WHAT THIS TASK INVOLVES: Reproduce every entry exactly and leave its pictures out.

RECORDS FOR THIS TASK:

******************************

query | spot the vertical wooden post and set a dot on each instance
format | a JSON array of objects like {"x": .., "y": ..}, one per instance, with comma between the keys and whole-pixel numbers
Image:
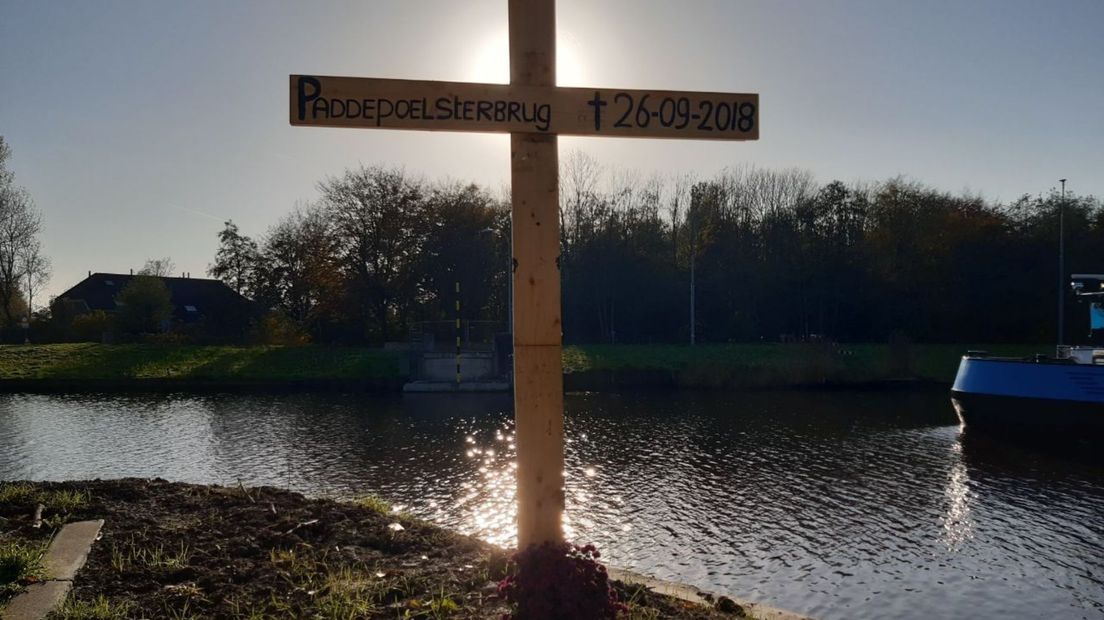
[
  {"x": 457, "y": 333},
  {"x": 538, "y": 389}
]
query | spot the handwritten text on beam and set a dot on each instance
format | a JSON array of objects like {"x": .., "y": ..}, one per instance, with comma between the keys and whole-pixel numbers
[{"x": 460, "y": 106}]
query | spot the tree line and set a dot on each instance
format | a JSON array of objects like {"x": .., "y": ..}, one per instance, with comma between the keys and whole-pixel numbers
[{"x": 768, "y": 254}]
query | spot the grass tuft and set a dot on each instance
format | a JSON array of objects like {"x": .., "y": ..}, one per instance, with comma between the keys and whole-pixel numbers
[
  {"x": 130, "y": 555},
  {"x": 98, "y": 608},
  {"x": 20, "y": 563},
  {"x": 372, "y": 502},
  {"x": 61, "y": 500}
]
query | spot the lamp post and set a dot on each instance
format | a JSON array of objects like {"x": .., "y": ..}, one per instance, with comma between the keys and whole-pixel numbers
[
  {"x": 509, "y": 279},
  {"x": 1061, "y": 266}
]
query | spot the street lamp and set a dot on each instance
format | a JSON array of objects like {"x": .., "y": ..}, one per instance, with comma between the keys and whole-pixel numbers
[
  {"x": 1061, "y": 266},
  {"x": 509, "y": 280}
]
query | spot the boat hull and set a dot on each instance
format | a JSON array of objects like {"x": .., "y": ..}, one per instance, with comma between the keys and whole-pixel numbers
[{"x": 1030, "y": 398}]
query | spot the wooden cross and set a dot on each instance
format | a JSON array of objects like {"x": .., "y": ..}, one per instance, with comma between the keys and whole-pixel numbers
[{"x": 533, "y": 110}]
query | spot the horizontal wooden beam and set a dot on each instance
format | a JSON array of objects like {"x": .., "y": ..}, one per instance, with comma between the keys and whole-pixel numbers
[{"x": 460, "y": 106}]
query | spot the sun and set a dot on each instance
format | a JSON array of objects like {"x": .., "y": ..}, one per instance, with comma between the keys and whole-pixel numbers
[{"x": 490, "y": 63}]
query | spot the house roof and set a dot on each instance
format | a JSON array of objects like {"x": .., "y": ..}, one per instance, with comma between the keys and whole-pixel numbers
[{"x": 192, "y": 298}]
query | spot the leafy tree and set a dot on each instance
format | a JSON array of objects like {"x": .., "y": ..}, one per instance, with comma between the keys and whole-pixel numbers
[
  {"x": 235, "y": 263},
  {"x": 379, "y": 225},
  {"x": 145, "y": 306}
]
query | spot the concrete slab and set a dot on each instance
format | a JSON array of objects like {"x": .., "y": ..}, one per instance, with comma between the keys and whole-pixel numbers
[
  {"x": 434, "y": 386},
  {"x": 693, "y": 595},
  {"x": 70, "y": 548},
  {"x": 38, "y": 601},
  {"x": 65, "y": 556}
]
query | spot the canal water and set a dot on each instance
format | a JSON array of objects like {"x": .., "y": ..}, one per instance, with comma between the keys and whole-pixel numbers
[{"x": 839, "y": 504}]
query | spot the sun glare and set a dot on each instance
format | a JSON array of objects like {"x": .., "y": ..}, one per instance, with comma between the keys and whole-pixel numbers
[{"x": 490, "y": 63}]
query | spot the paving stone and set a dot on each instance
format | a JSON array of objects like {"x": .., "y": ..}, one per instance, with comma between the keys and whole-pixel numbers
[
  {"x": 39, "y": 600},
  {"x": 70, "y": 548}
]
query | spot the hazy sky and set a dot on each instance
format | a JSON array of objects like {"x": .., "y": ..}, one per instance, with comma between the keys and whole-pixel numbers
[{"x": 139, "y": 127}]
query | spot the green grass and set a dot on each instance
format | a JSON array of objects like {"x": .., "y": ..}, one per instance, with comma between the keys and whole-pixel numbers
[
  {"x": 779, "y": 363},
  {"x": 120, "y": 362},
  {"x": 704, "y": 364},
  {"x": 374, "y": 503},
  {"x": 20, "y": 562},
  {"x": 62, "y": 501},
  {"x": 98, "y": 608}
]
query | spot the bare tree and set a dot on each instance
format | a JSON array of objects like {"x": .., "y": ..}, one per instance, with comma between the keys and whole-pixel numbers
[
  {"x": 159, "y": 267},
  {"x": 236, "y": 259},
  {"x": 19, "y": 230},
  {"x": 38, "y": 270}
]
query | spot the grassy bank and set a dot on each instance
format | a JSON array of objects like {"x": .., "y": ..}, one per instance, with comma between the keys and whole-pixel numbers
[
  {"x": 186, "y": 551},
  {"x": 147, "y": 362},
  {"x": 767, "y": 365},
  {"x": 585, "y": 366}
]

******************************

SOLUTION FOR THIS EXERCISE:
query | spot the vertical wooden post and set a dot on each instance
format | a JSON array of objects like {"x": .., "y": ..}, one per instance, with comma between the keys and whole-pixel numbers
Image:
[
  {"x": 457, "y": 333},
  {"x": 538, "y": 389}
]
query | spot the handwritten text on beam and set a dot on each instance
format | a JSON array of objects like {"x": .., "y": ..}, one per instance, with comma between the keys and whole-pixel numbers
[{"x": 460, "y": 106}]
query | spot the tree line and set a dot on each instance
format | a JSON array of objects like {"x": .., "y": ..}, one per instance, with comma between the keys and whole-pixel numbers
[{"x": 768, "y": 254}]
query | spot the grass tuft and set a dot on each instance
format | a JSON array of objects like {"x": .., "y": ..}, one per instance, with comma between the keys and whole-pixel numbers
[
  {"x": 130, "y": 555},
  {"x": 98, "y": 608},
  {"x": 20, "y": 563},
  {"x": 372, "y": 502},
  {"x": 61, "y": 500}
]
query | spot the lamp post and set a dot on each instance
format | a JSON array of objects like {"x": .., "y": ..}, one per instance, with comma between the keys and whole-pixel numbers
[
  {"x": 509, "y": 279},
  {"x": 1061, "y": 266}
]
query | spot the street lamp and set a dot on each instance
format | a JSON array of objects like {"x": .., "y": ..}, one per instance, with comma between the keys and whole-pixel numbers
[
  {"x": 1061, "y": 266},
  {"x": 509, "y": 280}
]
query | spot the boat hull and set a dot on each instance
format | a JSON array of objects like {"x": .., "y": ..}, one per instance, with comma between the keys and whole-pixel numbers
[{"x": 1030, "y": 398}]
query | spot the wooden cross and set a dot on each instance
format | a JSON array of objects like {"x": .., "y": ..}, one per instance, with comma between the keys and whole-pixel numbers
[{"x": 533, "y": 110}]
query | spot the horizontal wooden beam and set a dot on each instance
format | a JSON array of objects like {"x": .., "y": ..}, one per instance, with comma between the keys and whole-pixel numbers
[{"x": 460, "y": 106}]
query | spot the sun and set a dot on each instance
format | a JSON array of objects like {"x": .., "y": ..}, one per instance, with comma between the keys and whole-pixel numbers
[{"x": 490, "y": 63}]
query | spot the house roof and set a dot on each instance
format | a JSON array of objects like {"x": .., "y": ..}, one per instance, with comma between the keys and whole-pixel numbers
[{"x": 192, "y": 298}]
query | spot the leafy tree and set a dot on each instance
format | a JSON array of objects like {"x": .., "y": ..}, one per instance, with comma between the keys and whole-pixel numbers
[
  {"x": 235, "y": 263},
  {"x": 379, "y": 225},
  {"x": 145, "y": 306}
]
query | spot the concrete slab and set a dot on each instance
format | a JSON array of objects like {"x": .., "y": ..}, one per instance, with comma between the keys and whole-pixel numbers
[
  {"x": 434, "y": 386},
  {"x": 693, "y": 595},
  {"x": 70, "y": 548},
  {"x": 38, "y": 601},
  {"x": 65, "y": 556}
]
query | spot the canal water and set a dot on each instance
format | a JSON array of objects like {"x": .., "y": ..}, one per instance, with comma between the keys and whole-pixel numbers
[{"x": 839, "y": 504}]
query | spot the sun glare and set a dot on each instance
format | a JSON array of objects like {"x": .., "y": ..}, one per instance, with comma between the keys and whole-pixel numbers
[{"x": 490, "y": 63}]
query | spot the paving stone and set a dot on each instance
format | a JSON array of objects like {"x": .., "y": ..}, one per instance, with comma between the keys and whole-pixel numbers
[
  {"x": 39, "y": 600},
  {"x": 70, "y": 548}
]
query | spot the hazy sky and set a dot on each instance
format | a JSON array of objects like {"x": .., "y": ..}, one per instance, with comma between the keys and whole-pixel numbers
[{"x": 139, "y": 127}]
query | spot the green grass and set a dot on each instance
format | a JSON array of objects like {"x": .., "y": ..}, one per instance, with comma between the keys and whole-pixel numbers
[
  {"x": 779, "y": 363},
  {"x": 120, "y": 362},
  {"x": 704, "y": 364},
  {"x": 374, "y": 503},
  {"x": 20, "y": 562},
  {"x": 62, "y": 501},
  {"x": 98, "y": 608}
]
query | spot the bare tree and set a dot on each instance
format | a JSON array of objects like {"x": .., "y": ..}, one per instance, with comma between the keys and whole-pixel numbers
[
  {"x": 159, "y": 267},
  {"x": 236, "y": 259},
  {"x": 19, "y": 230},
  {"x": 38, "y": 270}
]
query | spot the grassy bank and set a dot on each instance
format | a JSON array of objects like {"x": .., "y": ..}, one per instance, with comma between the keys and whole-pixel numbers
[
  {"x": 186, "y": 551},
  {"x": 147, "y": 362},
  {"x": 767, "y": 365},
  {"x": 585, "y": 366}
]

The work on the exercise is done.